#### [What is being asked]
The records that follow are to be repeated without alteration.

##### Information shown

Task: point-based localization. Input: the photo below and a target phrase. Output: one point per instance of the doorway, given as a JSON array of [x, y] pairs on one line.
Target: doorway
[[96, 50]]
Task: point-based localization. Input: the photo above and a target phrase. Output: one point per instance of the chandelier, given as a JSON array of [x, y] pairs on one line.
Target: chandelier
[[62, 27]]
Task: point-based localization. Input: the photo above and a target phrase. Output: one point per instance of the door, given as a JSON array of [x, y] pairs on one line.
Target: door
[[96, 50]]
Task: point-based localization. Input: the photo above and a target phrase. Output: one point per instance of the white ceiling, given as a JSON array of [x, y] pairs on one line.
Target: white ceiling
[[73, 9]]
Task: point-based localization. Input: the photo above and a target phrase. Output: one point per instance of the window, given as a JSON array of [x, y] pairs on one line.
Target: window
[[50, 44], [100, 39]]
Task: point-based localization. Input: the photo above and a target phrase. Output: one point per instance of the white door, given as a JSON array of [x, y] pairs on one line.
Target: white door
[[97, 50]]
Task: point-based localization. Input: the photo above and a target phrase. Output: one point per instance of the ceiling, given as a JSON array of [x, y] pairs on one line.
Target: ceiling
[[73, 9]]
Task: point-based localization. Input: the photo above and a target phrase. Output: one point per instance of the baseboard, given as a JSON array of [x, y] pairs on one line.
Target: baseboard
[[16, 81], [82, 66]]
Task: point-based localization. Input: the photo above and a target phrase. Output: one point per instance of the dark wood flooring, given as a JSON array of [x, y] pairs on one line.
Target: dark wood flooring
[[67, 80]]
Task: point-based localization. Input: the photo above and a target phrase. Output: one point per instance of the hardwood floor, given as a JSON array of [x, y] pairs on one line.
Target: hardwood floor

##########

#### [Task answer]
Task: point-based localization. Input: the photo below and a target phrase. Output: one point per instance of the doorway, given as a JSON array of [x, y] pairs on one line.
Target: doorway
[[96, 50]]
Task: point-based localization. Input: the photo above and a target phrase. Output: one point per instance of the chandelier, given as a JSON array of [x, y] pairs on one line.
Target: chandelier
[[62, 27]]
Task: point-based localization. Input: the photo above and a target phrase. Output: one point per instance of the door, given as a JSON array of [x, y] pairs on one line.
Target: door
[[96, 50]]
Task: point-based localization. Input: the photo above and a target phrase. Output: one point per instance of the white ceiling, given as a JSON array of [x, y] pairs on one line.
Target: white ceiling
[[73, 9]]
Task: point-based localization. Input: the photo above and a target phrase. Output: one point per instance of the window, given as a JSON array of [x, y] pairs on one line.
Target: window
[[50, 44], [100, 39]]
Task: point-based localization. Input: the photo above and a target phrase. Output: one point per instance of the white door, given as a JSON array of [x, y] pairs on one line.
Target: white door
[[97, 50]]
Task: point-based localization. Input: the photo above and a target phrase. Output: one point per instance of the ceiling, given as a JSON array of [x, y] pairs on one line.
Target: ceiling
[[73, 9]]
Task: point-based localization. Input: the photo above and a target phrase. Output: one point per instance of the baseboard, given as a JSON array of [x, y] pairs on one line.
Target: baseboard
[[16, 81], [82, 66]]
Task: point-based localization. Input: the photo above and a target phrase. Output: one point per instance of the dark wood flooring, given as a JSON array of [x, y] pairs on one line.
Target: dark wood flooring
[[67, 80]]
Task: point-based localization. Input: the photo above and a target phrase. Output: one point per instance of the hardwood floor, given as a JSON array of [x, y] pairs on one line.
Target: hardwood floor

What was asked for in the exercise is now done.